# SELECTED EXCERPT

Canadian chicken farmers are working to reduce the use of antibiotics on their farms, and they’ve made huge strides so far!
Farming practices are constantly evolving, as Canadian chicken farmers look for ways to ensure that chickens are the best of health and safe for Canadians and their families.
We share the concerns of consumers and public health experts around the overall use of antibiotics. While they are an important part of modern human and animal medicine, it is critical that they not be overused. That’s why we’ve been working for years to limit the use of antibiotics on our farms.
We’ve made some big changes already but we’re not stopping there! The industry continues to examine methods to reduce antibiotic use.
The cornerstone of all our efforts is the Chicken Farmers of Canada antimicrobial use (AMU) strategy. This industry-wide initiative was developed in tandem with all industry stakeholders. This includes the Animal Nutrition Association of Canada, the Canadian Hatchery Federation, the Canadian Hatching Egg Producers, the Canadian Poultry and Egg Processors Council, Turkey Farmers of Canada, and the Canadian Association of Poultry Veterinarians.
The most critical part of this strategy was the elimination of Category I antibiotics on the farm. Category I antibiotics are those considered of the most importance to human health, and in July 2013 chicken farmers created a policy to eliminate their use. As of May 15, 2014, Canadian chicken farmers are no longer permitted to use Category I antibiotics.
But we’re not stopping there. Eliminating Category I antibiotics is only a small part of our larger AMU strategy. Other major components of the strategy include analyzing antimicrobial resistance, reviewing best management practices, ensuring effective controls of AMU in Canada, educating stakeholders, as well as researching and sourcing alternative products.

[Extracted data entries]
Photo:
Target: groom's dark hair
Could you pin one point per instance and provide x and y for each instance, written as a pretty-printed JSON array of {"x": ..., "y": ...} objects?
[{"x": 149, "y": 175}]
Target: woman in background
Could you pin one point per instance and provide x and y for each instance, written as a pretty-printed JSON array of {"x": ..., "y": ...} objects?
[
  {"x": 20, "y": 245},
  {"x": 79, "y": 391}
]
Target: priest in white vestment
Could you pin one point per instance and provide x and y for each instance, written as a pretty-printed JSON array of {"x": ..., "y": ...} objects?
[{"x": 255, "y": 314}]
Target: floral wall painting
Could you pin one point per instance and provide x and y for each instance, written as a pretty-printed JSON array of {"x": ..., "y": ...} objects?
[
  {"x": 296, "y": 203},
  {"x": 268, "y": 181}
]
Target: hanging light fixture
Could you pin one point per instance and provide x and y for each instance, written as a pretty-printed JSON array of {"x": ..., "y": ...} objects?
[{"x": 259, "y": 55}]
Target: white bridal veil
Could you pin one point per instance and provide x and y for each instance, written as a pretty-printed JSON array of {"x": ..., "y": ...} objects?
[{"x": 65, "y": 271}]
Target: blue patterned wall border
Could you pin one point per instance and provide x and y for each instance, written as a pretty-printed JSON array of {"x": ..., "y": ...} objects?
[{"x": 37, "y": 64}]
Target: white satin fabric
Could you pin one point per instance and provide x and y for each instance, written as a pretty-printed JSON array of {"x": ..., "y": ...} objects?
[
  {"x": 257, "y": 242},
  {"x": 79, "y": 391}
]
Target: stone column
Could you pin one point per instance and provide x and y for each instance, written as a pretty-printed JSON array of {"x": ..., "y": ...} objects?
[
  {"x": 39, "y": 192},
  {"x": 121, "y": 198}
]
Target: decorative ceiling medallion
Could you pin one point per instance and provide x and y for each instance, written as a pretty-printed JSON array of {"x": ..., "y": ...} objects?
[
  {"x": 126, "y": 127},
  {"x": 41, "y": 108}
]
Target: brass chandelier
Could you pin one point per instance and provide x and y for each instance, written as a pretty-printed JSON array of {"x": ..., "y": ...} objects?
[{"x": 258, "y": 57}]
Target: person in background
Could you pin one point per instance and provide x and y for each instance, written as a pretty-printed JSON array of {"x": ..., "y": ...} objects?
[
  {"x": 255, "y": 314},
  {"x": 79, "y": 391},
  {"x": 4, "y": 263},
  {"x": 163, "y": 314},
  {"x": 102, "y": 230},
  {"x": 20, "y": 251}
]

==

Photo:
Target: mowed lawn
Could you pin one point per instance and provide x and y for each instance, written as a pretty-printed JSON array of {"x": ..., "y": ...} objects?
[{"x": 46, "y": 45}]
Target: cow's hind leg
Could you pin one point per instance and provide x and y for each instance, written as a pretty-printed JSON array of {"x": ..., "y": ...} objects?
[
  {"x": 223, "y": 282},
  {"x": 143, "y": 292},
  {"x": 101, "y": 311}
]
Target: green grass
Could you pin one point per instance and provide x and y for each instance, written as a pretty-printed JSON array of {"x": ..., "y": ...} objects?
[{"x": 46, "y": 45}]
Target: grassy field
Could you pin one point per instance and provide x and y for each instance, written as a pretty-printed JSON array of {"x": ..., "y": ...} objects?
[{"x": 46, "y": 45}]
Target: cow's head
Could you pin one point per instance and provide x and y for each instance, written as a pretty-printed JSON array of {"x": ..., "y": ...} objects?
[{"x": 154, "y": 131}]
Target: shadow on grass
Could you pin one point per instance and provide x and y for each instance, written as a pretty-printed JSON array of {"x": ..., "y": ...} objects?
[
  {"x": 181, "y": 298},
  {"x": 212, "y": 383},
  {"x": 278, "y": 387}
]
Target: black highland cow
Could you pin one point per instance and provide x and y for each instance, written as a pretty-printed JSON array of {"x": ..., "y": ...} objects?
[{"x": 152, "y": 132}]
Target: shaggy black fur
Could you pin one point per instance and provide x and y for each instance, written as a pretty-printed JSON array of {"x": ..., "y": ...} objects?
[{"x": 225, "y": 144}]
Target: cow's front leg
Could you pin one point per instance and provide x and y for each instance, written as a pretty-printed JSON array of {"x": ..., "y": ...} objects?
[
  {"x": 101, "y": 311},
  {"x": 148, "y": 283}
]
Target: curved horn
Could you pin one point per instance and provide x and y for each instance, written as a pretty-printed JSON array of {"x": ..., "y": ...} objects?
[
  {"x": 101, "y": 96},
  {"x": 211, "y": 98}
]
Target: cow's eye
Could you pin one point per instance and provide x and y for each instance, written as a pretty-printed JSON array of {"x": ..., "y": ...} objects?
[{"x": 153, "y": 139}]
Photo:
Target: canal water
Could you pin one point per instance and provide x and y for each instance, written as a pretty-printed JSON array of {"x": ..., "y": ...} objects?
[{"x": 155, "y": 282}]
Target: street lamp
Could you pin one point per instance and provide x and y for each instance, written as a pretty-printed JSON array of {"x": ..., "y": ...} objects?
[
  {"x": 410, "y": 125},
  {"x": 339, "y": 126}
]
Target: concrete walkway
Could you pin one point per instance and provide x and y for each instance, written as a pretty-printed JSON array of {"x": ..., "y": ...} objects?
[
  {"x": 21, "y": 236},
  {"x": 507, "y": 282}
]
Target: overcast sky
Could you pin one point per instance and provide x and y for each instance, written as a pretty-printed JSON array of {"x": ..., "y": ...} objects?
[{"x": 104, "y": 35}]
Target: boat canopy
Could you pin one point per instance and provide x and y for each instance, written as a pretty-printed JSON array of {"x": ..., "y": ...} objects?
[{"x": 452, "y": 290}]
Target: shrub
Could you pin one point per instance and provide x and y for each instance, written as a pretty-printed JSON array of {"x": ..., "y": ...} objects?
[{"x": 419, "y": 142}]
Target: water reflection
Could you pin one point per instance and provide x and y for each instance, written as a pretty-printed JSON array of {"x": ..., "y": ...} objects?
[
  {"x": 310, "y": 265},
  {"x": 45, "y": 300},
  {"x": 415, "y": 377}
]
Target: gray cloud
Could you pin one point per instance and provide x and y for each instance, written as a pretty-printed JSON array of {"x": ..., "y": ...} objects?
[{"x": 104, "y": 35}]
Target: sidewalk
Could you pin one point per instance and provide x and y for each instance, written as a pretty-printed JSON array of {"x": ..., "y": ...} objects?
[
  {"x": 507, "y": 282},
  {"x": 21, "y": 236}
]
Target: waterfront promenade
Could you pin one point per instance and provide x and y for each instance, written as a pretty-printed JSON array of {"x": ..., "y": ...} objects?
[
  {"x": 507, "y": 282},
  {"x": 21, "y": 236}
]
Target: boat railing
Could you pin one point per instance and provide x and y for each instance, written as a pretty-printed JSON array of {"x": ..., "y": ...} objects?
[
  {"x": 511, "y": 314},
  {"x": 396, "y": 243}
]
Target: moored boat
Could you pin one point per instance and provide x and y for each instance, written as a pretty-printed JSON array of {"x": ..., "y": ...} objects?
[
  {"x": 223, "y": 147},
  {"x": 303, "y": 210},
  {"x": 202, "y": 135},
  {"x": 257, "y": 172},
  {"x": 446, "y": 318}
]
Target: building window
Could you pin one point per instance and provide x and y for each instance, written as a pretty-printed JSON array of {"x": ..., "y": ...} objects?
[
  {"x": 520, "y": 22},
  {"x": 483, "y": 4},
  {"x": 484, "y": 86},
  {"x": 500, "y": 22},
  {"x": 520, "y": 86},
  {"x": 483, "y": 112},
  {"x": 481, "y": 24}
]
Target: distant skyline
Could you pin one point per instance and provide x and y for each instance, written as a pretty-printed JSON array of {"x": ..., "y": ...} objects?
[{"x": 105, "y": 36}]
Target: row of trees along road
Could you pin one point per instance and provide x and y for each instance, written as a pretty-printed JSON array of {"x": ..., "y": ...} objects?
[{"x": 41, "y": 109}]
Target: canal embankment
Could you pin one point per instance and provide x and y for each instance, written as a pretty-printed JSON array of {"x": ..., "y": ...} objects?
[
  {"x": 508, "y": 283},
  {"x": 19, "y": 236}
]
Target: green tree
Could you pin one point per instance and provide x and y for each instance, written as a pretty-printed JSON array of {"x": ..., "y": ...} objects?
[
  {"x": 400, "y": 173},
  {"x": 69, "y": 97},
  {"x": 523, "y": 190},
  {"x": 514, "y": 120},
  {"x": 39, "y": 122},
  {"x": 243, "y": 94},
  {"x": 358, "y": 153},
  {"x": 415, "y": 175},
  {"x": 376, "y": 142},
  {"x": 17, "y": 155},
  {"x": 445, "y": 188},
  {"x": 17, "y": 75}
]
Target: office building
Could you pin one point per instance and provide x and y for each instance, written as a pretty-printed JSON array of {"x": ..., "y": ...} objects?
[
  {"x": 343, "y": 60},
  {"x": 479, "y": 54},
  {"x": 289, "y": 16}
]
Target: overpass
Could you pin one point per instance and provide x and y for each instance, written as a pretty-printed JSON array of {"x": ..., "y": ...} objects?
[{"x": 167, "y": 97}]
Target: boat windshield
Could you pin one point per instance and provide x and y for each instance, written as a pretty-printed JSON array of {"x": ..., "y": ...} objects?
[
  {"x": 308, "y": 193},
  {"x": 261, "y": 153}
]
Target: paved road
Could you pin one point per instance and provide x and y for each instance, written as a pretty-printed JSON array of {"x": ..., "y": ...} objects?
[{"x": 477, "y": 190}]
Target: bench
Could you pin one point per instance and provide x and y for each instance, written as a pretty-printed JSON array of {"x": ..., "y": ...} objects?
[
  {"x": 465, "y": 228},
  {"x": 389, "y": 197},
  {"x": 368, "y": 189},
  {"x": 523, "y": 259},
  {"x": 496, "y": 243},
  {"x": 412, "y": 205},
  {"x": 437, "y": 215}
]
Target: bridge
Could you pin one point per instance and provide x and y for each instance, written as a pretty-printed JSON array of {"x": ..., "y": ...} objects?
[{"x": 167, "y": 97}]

---

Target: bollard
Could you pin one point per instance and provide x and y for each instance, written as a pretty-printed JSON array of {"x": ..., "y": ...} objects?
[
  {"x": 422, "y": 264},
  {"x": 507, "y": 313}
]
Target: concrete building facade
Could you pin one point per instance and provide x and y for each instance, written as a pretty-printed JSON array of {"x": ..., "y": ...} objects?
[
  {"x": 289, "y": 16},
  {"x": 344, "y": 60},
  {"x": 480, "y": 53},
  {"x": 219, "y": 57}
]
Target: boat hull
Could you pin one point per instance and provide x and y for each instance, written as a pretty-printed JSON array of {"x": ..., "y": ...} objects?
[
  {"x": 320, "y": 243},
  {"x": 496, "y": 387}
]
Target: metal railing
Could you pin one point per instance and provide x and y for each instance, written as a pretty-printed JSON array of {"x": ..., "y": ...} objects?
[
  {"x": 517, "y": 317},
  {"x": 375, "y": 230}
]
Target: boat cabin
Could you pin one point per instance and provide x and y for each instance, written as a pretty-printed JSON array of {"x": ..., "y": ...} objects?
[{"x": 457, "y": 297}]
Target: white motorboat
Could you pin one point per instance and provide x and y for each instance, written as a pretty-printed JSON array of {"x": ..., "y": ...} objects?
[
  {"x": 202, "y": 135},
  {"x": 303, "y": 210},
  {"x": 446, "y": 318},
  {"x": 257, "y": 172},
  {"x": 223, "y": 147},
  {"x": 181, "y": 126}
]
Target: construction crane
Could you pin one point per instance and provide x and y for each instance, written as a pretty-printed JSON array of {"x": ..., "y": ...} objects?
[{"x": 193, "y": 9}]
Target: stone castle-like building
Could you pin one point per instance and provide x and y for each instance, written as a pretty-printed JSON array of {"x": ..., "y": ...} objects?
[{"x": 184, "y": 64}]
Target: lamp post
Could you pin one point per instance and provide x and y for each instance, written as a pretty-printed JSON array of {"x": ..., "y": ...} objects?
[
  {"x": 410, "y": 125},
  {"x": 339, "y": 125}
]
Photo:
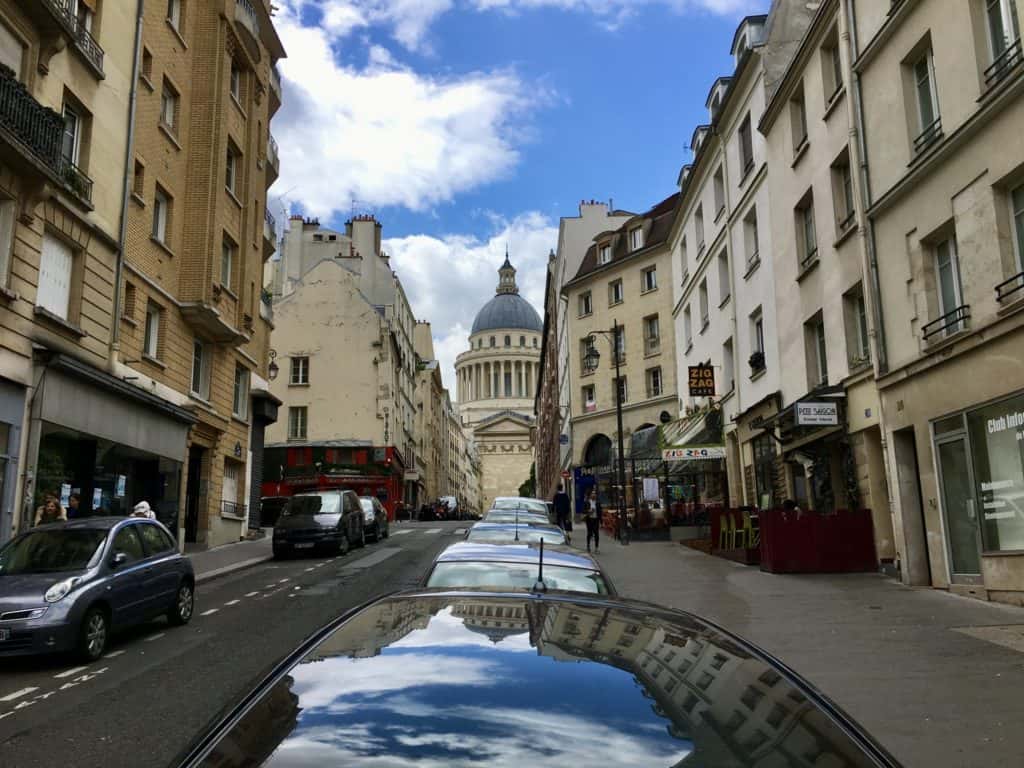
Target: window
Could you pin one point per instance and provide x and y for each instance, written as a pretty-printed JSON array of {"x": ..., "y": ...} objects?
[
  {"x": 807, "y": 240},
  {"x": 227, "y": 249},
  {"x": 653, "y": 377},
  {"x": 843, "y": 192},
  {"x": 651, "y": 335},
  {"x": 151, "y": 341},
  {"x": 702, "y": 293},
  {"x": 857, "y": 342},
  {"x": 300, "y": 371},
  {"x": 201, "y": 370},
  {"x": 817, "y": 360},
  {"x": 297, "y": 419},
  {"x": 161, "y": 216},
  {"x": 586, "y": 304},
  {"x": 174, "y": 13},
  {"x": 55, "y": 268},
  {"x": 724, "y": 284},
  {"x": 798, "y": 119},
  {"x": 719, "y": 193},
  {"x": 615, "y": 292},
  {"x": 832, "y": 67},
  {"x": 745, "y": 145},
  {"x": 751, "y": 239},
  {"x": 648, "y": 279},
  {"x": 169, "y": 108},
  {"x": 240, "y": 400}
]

# WORK TO COMPLETE
- 1) Based on the text on chicken farmers and antibiotics, do these statements agree with it? (a) Since May 15, 2014, Canadian chicken farmers may not use Category I antibiotics. (b) Chicken farmers drew up the AMU strategy without other industry groups. (c) Eliminating Category I antibiotics makes up most of the AMU strategy. Answer each with yes or no, and quote the deciding words.
- 2) Please copy the passage of the text on chicken farmers and antibiotics from "We’ve made some" up to and including "of Poultry Veterinarians.", word for word.

# SOLUTIONS IN ORDER
- 1)
(a) Yes: "As of May 15, 2014, Canadian chicken farmers are no longer permitted to use Category I antibiotics."
(b) No: "This industry-wide initiative was developed in tandem with all industry stakeholders."
(c) No: "Eliminating Category I antibiotics is only a small part of our larger AMU strategy."

- 2)
We’ve made some big changes already but we’re not stopping there! The industry continues to examine methods to reduce antibiotic use.
The cornerstone of all our efforts is the Chicken Farmers of Canada antimicrobial use (AMU) strategy. This industry-wide initiative was developed in tandem with all industry stakeholders. This includes the Animal Nutrition Association of Canada, the Canadian Hatchery Federation, the Canadian Hatching Egg Producers, the Canadian Poultry and Egg Processors Council, Turkey Farmers of Canada, and the Canadian Association of Poultry Veterinarians.